What you have to do: All entries need to be written out again exactly, without their pictures.

Source records:
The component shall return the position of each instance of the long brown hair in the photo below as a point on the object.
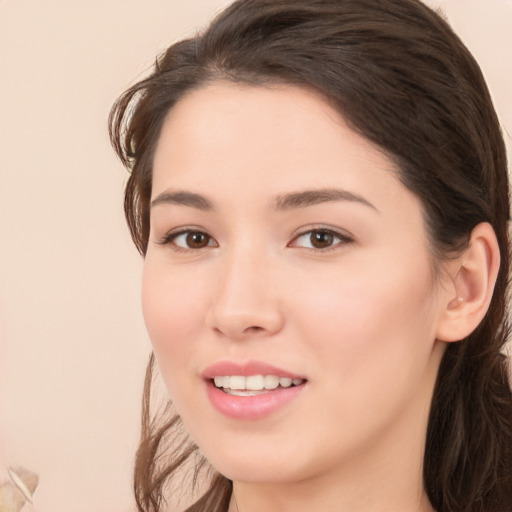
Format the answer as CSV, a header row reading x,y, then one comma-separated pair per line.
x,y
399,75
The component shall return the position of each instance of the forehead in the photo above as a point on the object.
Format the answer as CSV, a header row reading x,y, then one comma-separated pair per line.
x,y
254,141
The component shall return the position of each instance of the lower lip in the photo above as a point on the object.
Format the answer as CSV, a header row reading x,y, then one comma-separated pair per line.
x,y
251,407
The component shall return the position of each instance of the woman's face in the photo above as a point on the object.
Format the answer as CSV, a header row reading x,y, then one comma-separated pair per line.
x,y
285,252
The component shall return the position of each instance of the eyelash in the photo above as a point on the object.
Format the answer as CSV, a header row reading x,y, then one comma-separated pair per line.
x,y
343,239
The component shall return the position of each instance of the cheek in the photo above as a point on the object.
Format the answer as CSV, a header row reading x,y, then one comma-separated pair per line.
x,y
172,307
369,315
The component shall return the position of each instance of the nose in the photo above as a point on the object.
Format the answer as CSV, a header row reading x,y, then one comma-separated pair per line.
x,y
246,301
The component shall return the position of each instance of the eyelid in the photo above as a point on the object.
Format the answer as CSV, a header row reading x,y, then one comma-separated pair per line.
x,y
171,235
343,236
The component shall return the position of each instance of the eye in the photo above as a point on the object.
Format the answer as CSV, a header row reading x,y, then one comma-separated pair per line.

Task answer:
The component shall return the position of each instance of the long brown hair in the photo below as a point on the object.
Format the answer as CSV, a header row reading x,y, then one comma-separated pair per line.
x,y
399,75
The component shall return the position of each instance of the forehead in the photo above as a point on the object.
Format the answer as CSV, a header row reading x,y, then one comma-separated pair per line.
x,y
254,141
The component shall return the position of each instance of the lower lip in the photo above as a point on the object.
Format the answer as CSV, a header row reading x,y, then one comma-separated pair per line.
x,y
251,407
The component shall return the position of each instance of the woman's face in the photo above as a point on the object.
Format the answer as CSV, a header row reading x,y, then one comma-separated pair per line.
x,y
285,252
The component shall return the position of each instance of the eyelash in the photo above as a point on the object.
Format the answer as CSV, a header row reading x,y, then one comma-separated pair per line.
x,y
343,239
The component shall return the position of each instance of the cheek in the photo above as a point on the object.
Format the answer as CSV, a header row reading x,y, then one comma-separated pair per line.
x,y
172,307
369,315
The component shall return the position of each instance of the nose in the photo above as a point on the object.
Format the answer as CSV, a header row reading x,y, then one comma-separated pair per line.
x,y
246,301
The component shall return the position of each instance of the eyelid in the photo above as a point on the object.
Format the answer as CSV, a header row reading x,y, then one comma-separated pair per line.
x,y
171,235
343,236
The component shall return the position of each instance of the eye in the photo above as a point on the object.
Format the answer as CSV, a header row reading x,y, then one comma-separated pair per line.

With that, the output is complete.